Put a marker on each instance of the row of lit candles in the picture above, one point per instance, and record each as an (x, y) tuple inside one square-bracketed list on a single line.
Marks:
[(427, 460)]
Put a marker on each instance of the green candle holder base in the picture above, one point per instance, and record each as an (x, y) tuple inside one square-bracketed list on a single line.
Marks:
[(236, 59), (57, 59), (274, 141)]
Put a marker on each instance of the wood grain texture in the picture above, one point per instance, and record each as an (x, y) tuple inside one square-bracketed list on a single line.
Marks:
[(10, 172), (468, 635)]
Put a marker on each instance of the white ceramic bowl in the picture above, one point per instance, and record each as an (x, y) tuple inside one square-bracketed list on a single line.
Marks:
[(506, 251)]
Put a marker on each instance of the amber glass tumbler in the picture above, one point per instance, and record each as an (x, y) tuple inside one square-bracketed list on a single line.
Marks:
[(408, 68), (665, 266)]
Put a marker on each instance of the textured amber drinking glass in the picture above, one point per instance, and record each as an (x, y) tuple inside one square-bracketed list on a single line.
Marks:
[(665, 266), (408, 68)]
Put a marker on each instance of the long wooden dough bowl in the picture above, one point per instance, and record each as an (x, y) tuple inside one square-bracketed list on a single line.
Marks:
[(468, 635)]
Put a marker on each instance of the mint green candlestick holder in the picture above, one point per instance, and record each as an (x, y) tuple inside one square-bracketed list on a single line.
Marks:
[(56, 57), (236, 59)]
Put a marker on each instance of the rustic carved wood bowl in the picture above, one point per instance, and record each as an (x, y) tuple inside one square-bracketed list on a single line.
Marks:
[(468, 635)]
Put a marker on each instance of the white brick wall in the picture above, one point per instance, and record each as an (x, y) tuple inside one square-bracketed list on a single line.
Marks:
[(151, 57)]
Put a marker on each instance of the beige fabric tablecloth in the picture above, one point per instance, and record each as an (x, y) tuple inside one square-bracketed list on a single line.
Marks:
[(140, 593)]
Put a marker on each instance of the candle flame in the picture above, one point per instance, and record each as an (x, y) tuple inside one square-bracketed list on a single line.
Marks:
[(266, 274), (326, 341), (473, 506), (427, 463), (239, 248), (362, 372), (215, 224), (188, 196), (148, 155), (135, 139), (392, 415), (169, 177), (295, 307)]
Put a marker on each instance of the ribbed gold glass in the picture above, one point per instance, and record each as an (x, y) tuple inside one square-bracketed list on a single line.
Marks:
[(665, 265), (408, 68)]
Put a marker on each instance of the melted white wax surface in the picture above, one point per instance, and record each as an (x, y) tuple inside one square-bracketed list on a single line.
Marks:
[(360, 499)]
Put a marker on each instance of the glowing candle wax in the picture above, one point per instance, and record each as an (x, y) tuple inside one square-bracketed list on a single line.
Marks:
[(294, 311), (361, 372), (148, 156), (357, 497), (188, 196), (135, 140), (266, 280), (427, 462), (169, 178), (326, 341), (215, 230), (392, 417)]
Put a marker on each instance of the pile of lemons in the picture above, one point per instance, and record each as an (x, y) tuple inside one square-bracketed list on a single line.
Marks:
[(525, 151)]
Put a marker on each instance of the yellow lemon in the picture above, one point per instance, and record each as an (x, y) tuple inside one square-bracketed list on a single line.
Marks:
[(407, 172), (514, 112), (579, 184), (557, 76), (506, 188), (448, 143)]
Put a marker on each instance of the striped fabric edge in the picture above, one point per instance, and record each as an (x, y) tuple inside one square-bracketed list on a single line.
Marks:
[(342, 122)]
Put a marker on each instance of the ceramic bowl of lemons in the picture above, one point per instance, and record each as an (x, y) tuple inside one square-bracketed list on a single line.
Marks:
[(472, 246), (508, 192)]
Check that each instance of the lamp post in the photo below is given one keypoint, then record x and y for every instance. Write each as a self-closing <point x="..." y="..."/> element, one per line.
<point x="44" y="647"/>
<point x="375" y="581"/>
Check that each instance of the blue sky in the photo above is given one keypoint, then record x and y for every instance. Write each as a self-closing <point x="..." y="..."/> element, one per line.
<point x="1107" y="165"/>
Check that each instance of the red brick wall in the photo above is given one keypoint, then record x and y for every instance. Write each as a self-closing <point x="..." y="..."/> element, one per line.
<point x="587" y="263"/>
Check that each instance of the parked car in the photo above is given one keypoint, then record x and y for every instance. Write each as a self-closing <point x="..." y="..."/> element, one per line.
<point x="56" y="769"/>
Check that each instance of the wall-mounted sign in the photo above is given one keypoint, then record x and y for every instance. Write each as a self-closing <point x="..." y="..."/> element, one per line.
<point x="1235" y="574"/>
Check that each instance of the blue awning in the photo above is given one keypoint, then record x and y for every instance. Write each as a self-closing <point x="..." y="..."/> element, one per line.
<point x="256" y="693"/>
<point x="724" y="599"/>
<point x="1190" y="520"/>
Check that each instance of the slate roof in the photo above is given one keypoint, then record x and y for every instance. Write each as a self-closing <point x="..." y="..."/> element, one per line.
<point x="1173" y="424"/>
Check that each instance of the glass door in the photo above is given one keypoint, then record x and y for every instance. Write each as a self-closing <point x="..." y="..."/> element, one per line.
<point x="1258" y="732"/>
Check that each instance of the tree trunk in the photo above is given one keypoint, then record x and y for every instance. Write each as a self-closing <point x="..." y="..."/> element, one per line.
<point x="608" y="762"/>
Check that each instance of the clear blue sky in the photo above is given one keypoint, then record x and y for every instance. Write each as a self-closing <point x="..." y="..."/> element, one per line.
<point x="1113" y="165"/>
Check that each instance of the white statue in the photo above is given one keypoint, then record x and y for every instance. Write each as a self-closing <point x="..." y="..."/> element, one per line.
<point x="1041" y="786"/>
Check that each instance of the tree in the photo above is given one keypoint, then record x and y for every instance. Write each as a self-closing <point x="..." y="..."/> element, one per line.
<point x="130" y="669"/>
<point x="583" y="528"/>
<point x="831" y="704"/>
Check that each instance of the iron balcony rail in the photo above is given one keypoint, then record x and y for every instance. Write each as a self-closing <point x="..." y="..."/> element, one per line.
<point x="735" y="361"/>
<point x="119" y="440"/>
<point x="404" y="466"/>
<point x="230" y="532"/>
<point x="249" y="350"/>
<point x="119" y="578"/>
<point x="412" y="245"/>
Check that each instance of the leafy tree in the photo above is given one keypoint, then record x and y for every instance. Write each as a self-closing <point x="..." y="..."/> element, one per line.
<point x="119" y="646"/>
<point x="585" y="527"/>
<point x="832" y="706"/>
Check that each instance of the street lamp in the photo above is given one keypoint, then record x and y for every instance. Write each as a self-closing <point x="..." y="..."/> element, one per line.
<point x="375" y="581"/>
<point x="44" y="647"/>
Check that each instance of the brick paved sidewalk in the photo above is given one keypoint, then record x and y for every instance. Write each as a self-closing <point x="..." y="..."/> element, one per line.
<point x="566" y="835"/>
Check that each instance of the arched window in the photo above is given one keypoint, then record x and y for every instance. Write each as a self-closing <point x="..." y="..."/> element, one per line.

# # #

### Exercise requirements
Please show the lines in the entries above that hold the string "ceramic".

### Result of the exercise
Put a marker on each instance of the white ceramic bowl in the picture above, one point per instance, and record each as an (x, y) tuple inside one square-bracketed list on a single line.
Put a marker on each instance of the ceramic bowl of lemons in the picture above, one point per instance, and record each as an (x, y) tuple inside one square-bracketed list on a single line.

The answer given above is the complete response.